Solving the antibiotic resistance crisis or designing paper-based diagnostics to detect infectious diseases like C. difficile requires world-class labs and one-of-a-kind equipment.

Just ask McMaster’s Gerry Wright, director of the Michael G. DeGroote Institute for Infectious Disease Research and John Brennan, director of the unique Biointerfaces Institute.

“Building these facilities and equipping them with the best instruments to enable new discoveries is fundamental to making our science world-class,” Wright told members of the Canada Foundation for Innovation (CFI) board of directors and researchers from McMaster and Mohawk College at a reception earlier this week. “These really are wonderful investments that are making a difference in the lives of Canadians and are important to all of us.”

Since CFI’s inception 18 years ago, McMaster researchers have garnered $180 million in funding that has leveraged a total investment of more than $450 million.

At McMaster, CFI board members toured the LIVELab with Laurel Trainor, director of the McMaster Institute for Music and the Mind and the Biointerfaces Institute with Brennan and Robert Pelton, scientific director of the SENTINEL Bioactive Paper NSERC Strategic Network.

Gilles Patry, CFI president and CEO, described the Biointerfaces Institute as one of the best examples of applied research that is then translated for the benefit of society. Noting that the institute enables researchers and students to explore and test new ideas while collaborating with private partners, he added: “It is the ideal model, in fact, for taking these ideas to market.”
-=-=-=-=-
#### Work instructions
1. In the McMaster article, how much funding have McMaster researchers garnered since CFI's inception?
2. Reproduce the McMaster article between "Since CFI’s inception" and "than $450 million.", inclusive.
The data that comes next has no connection to the McMaster article.

#### Material supplied
-=-=-=-=-
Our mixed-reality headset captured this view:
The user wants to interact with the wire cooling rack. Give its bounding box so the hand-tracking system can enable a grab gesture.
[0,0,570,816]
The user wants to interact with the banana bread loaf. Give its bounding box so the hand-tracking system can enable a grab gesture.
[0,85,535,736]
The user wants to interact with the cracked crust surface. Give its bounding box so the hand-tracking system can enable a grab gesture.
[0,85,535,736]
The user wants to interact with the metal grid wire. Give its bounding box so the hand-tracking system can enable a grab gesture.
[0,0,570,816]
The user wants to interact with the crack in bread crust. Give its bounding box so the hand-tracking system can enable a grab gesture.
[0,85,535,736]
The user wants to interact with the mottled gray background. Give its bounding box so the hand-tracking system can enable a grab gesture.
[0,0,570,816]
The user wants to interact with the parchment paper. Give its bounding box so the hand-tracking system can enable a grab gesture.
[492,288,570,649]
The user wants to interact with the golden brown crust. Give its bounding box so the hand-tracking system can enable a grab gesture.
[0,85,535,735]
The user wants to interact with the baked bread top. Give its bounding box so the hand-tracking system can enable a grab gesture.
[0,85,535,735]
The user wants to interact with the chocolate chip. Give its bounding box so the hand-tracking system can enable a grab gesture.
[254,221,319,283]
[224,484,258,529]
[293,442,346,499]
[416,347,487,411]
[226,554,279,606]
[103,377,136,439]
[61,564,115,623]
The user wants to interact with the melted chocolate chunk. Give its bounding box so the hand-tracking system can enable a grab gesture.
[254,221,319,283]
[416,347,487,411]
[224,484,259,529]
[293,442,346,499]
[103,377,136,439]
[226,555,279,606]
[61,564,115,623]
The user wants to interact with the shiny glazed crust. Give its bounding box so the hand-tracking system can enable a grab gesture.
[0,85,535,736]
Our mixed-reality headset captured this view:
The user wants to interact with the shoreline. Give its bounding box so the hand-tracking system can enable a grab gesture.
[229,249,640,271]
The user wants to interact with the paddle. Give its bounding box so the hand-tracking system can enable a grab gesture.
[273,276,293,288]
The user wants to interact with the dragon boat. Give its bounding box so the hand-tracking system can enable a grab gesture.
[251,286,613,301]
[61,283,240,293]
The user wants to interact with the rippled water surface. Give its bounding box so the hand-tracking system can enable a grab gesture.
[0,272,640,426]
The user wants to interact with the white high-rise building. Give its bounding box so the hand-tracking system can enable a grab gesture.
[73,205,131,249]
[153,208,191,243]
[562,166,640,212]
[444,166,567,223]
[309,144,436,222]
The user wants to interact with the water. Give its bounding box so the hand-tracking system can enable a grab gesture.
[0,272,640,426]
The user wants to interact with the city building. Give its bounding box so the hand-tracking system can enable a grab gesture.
-=-=-=-=-
#### Per-task answers
1. $180 million

2.
Since CFI’s inception 18 years ago, McMaster researchers have garnered $180 million in funding that has leveraged a total investment of more than $450 million.